** Work instructions **
Can you recast the listing below as a numbered list, skipping blank lines and omitting the pictures?

|---|

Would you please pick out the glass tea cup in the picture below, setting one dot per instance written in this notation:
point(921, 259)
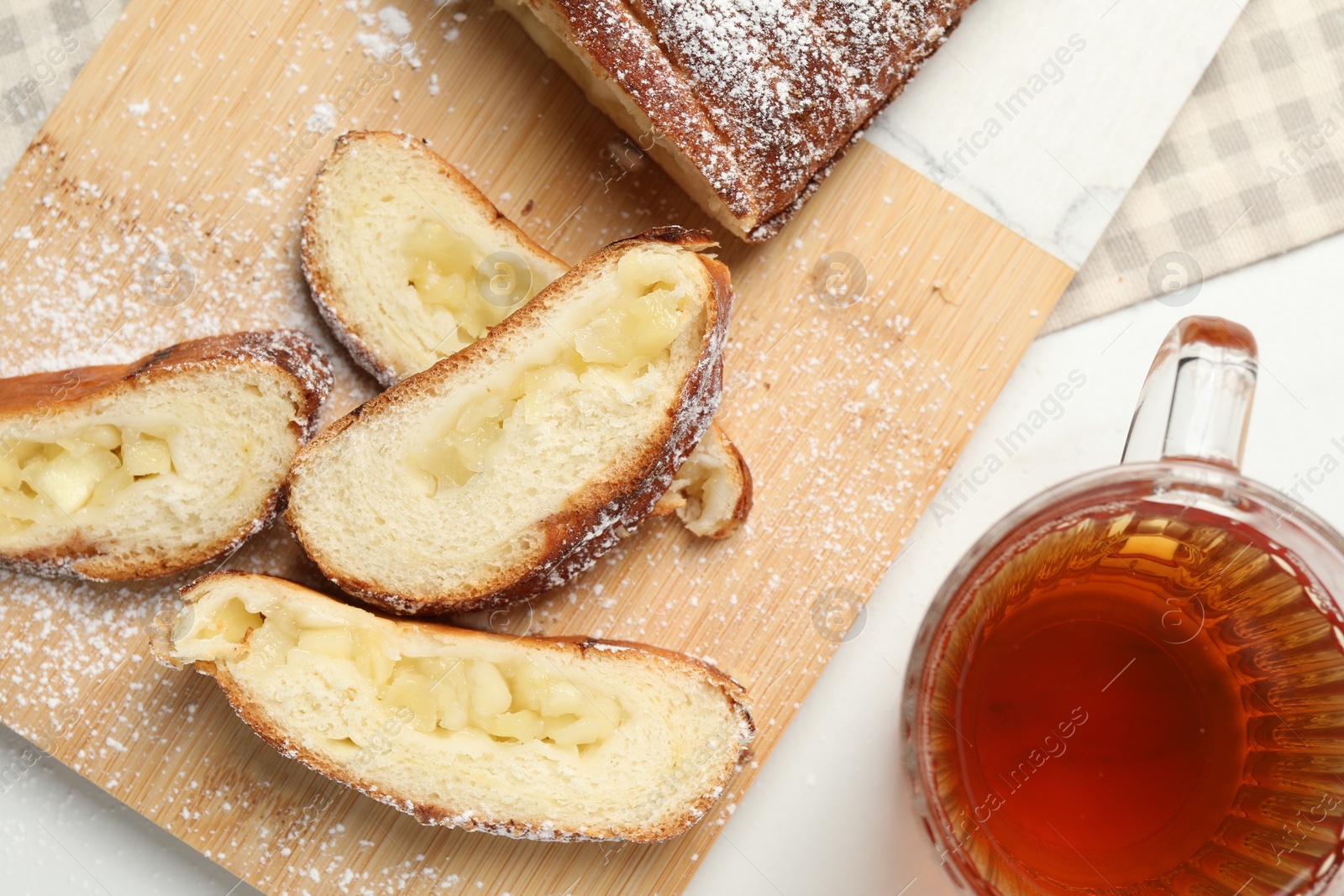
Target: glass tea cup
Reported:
point(1135, 681)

|---|

** Result of the exercise **
1. Would you please pick out the glass tea cup in the picture below, setting one dot per instance written in this notation:
2. point(921, 259)
3. Target: glass tea cup
4. Reported:
5. point(1135, 681)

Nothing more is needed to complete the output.